Lo squalo è una creatura antichissima. Diverse specie erano presenti sulla terra prima dei dinosauri e la selezione naturale li ha trasformati – già 70 milioni di anni fa – nei più grandi ed evoluti predatori dell’ambiente marino. Molto prima dell’uomo, dunque, lo squalo aveva un posto rilevante nella catena alimentare. La sua figura, diversamente dai già citati dinosauri le cui testimonianze sono solo quasi-esclusivamente tracce fossili, risulta essere emblematica. Un essere tangibile nelle memorie dei nostri avi, ma che vive ancora oggi. La sua storia e l’immaginario che è stato creato attorno a questo animale viaggia a cavallo tra scienza, mito e arte.

Lo squalo e la paura: la selacofobia

Tra i vari animali che risultano essere terrificanti per gli esseri umani lo squalo risulta quasi sempre nella terna dei più temuti. I denti aguzzi di questi predatori, il loro rapido modo di nuotare, gli occhi inespressivi, contribuiscono alla creazione di fantasie che possono creare panico. Ciò basterebbe a giustificare un certo timore, ma c’è dell’altro.

Riproduzione di uno squalo martello nella MOSTRA TEMPORANEA DEL MUSEO DARWIN-DOHRN “SQUALI DEL MEDITERRANEO” a Napoli, inaugurata a giugno 2022.
Riproduzione di uno squalo martello nella MOSTRA TEMPORANEA DEL MUSEO DARWIN-DOHRN “SQUALI DEL MEDITERRANEO” a Napoli, inaugurata a giugno 2022.

Innanzitutto, chiariamo che il termine fobia viene dal greco “phobos”, ossia “paura”, ed è un’irrazionale e persistente paura e repulsione di certe situazioni, oggetti, attività, animali o persone, che può, nei casi più gravi, limitare l’autonomia del soggetto, ma che non rappresenta un reale pericolo per la persona. Sembrerebbe dunque impensabile una paura verso qualcosa di estremamente distante da noi (un animale che non abita il nostro habitat artificiale) eppure esiste la paura specifica degli squali: la Selacofobia, il terrore persistente nei confronti degli squali. Questa fobia assale molto spesso persone che, di conseguenza, trovano serie difficoltà nel fare il bagno in mare aperto o a riva, ma anche nel praticare sport acquatici.

****************

ESERCIZIO ASSEGNATO 1:
Riporta senza modifiche le righe dell'elenco, dalla riga che contiene "Find and mark girl's right" fino a quella che contiene "[238,199,406,511]", entrambe comprese.
ESERCIZIO ASSEGNATO 2:
Continua il testo sugli squali a partire dalla sua ultima frase.
L'elenco non ha alcun legame con il testo sugli squali.

****************

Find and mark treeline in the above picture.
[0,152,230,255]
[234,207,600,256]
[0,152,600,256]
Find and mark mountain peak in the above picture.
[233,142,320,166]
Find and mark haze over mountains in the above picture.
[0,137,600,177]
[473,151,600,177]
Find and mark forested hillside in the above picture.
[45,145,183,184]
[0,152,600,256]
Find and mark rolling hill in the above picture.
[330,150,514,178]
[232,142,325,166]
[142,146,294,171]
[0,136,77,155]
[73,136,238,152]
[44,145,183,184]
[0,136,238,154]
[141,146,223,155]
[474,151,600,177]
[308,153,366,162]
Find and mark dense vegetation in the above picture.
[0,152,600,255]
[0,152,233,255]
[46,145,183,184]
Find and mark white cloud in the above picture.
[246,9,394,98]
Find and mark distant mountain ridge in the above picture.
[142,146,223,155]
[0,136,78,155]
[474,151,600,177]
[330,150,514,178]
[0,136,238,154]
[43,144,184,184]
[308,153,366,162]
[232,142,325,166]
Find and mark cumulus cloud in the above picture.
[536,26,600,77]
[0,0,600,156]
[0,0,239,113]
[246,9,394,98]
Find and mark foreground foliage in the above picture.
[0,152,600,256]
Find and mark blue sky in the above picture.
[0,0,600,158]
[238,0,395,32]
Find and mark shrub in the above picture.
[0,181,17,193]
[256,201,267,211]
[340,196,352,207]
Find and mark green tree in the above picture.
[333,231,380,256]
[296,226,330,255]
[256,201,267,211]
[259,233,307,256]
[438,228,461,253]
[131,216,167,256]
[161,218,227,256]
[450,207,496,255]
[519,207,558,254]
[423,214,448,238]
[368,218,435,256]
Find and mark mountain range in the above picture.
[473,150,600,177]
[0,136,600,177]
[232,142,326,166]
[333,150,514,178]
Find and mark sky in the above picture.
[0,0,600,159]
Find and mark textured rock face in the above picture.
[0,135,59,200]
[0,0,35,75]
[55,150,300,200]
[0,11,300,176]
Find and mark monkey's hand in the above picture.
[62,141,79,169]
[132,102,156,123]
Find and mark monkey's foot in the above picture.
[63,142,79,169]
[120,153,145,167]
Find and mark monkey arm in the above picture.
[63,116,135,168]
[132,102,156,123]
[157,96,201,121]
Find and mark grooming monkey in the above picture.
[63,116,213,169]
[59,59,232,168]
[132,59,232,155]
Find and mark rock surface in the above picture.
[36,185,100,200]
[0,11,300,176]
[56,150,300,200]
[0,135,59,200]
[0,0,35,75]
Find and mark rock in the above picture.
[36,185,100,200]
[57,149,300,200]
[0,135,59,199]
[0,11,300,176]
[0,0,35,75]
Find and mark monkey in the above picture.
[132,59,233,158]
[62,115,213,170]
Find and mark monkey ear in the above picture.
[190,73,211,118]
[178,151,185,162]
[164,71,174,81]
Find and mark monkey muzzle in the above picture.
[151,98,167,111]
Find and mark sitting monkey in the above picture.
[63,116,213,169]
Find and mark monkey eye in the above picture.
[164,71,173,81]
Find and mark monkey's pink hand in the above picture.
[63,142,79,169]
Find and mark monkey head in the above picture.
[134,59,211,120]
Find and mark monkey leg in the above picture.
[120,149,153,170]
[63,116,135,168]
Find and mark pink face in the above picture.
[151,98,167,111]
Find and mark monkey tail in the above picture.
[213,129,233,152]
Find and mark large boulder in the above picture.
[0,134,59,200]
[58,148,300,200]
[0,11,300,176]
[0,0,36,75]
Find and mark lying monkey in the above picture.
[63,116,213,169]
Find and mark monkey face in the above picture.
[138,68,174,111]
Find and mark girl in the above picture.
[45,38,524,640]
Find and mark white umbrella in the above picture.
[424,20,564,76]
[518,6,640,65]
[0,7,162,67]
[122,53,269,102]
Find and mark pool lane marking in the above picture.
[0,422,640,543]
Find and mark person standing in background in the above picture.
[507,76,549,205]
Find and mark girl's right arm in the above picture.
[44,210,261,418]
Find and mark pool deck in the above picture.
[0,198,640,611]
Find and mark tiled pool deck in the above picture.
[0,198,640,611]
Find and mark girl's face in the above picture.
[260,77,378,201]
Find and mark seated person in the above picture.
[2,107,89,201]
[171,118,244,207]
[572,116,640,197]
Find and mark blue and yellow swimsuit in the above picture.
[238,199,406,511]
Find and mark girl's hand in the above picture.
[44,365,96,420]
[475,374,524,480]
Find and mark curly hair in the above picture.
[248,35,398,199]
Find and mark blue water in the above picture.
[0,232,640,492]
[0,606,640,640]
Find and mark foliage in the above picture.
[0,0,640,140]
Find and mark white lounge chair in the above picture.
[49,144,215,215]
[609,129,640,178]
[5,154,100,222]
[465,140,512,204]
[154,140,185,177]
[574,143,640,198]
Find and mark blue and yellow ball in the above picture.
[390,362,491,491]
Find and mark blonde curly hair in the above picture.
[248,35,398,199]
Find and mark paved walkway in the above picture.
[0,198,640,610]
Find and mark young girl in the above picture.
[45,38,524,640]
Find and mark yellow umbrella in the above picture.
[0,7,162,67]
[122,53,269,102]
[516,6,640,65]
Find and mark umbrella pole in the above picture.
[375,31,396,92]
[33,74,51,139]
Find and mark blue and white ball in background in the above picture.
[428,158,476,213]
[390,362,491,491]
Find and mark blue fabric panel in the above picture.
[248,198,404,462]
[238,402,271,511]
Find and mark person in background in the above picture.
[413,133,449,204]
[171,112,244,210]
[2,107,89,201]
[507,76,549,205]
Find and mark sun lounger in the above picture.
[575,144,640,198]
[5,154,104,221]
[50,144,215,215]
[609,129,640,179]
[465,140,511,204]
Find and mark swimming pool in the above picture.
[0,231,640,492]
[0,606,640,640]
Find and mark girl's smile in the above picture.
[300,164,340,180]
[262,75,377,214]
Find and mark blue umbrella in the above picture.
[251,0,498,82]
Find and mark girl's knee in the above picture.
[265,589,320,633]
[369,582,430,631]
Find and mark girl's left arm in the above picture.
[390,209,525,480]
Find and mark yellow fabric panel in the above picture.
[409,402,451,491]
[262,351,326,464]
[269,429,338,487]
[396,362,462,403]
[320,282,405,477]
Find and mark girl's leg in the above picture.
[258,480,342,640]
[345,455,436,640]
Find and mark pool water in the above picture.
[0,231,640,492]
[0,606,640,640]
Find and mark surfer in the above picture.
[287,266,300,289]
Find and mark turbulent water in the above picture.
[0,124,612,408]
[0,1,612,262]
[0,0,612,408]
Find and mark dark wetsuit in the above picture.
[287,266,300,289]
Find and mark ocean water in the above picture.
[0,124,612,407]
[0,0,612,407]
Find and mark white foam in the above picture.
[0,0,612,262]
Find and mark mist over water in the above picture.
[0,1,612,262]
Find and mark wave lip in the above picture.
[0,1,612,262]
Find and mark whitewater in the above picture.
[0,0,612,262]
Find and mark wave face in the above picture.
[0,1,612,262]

****************

RISULTATO 1:
Find and mark girl's right arm in the above picture.
[44,210,261,418]
Find and mark pool deck in the above picture.
[0,198,640,611]
Find and mark tiled pool deck in the above picture.
[0,198,640,611]
Find and mark girl's face in the above picture.
[260,77,378,201]
Find and mark seated person in the above picture.
[2,107,89,201]
[171,118,244,207]
[572,116,640,197]
Find and mark blue and yellow swimsuit in the above picture.
[238,199,406,511]

RISULTATO 2:
Una lettura superficiale del fenomeno e una mancanza di opportune conoscenze, può trarre in inganno e farci chiedere: come si può avere paura di qualcosa di lontano da noi? oltre le caratteristiche fisiche dell’animale che innescano indubbiamente i nostri istinti naturali da potenziale preda (fuga, ansia etc.). esiste intorno alla figura dello squalo una costruzione sociale della paura che sfrutta la fisionomia e il comportamento dell’animale e viaggia nei racconti.

Lo squalo tra arte e scienza

Per le popolazioni antiche del mediterraneo, ma non solo, l’acqua, e ancor più il mare, non era sinonimo di sicurezza. Lo stesso Omero lo definiva del colore del vino, purpureo. Esattamente come la sostanza estratta dall’uva, l’acqua, e in particolare il mare, travolgeva i sensi e trascinava in un vortice di confusione e smarrimento, e in molti casi di morte. Ragion per cui, tutte le creature che vi dimoravano avevano un che di demoniaco: vivevano nell’ombra e nell’oscurità, un luogo “inumano”, cioè non accessibile all’uomo.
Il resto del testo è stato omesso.